(Beginning of Data extracts)

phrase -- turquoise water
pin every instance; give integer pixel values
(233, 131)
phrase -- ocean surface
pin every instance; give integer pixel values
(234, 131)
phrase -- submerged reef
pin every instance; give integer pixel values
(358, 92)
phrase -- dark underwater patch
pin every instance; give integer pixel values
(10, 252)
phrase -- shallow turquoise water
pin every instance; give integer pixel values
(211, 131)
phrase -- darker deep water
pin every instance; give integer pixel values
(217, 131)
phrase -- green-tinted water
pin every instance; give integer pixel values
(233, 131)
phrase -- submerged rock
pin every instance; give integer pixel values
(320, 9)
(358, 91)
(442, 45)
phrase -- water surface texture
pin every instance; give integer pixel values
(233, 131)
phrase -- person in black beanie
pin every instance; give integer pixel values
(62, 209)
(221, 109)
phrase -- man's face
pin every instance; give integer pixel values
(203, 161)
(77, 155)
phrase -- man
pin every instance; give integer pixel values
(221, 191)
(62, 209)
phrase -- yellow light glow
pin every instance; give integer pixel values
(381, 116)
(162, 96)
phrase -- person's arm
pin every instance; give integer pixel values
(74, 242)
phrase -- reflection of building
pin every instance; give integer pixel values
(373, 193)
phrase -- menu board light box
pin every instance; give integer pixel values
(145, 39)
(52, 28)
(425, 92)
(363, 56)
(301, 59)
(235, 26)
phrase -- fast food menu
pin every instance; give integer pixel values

(End of Data extracts)

Problem to solve: Return the full data above, line for line.

Answer area:
phrase -- turquoise water
pin every instance; give integer pixel values
(233, 131)
phrase -- ocean surface
pin every instance; give integer pixel values
(234, 131)
phrase -- submerged reef
pin every instance; give integer pixel values
(358, 92)
phrase -- dark underwater patch
pin every instance; give integer pixel values
(10, 252)
phrase -- shallow turquoise water
pin every instance; give integer pixel values
(211, 131)
phrase -- darker deep water
pin every instance; give integer pixel values
(217, 131)
phrase -- green-tinted water
pin every instance; give integer pixel values
(233, 131)
phrase -- submerged rock
pin every instance; give integer pixel values
(320, 9)
(358, 91)
(442, 45)
phrase -- water surface texture
pin every instance; give integer pixel values
(233, 131)
phrase -- person in black beanie
pin every instance; give integer pixel values
(62, 209)
(221, 109)
phrase -- man's face
pin every instance; give integer pixel values
(203, 161)
(77, 155)
phrase -- man
pin every instance; give integer pixel values
(221, 191)
(62, 209)
phrase -- yellow light glow
pin every instance; give integer pixel values
(381, 116)
(162, 96)
phrase -- person's arm
pin every instance; give integer pixel values
(74, 242)
phrase -- reflection of building
pin every instance; give integer pixel values
(373, 193)
phrase -- menu board light box
pin every instance; give integer pixel values
(145, 39)
(52, 28)
(425, 92)
(363, 56)
(301, 59)
(235, 26)
phrase -- fast food menu
pin every instance; give integer pixel values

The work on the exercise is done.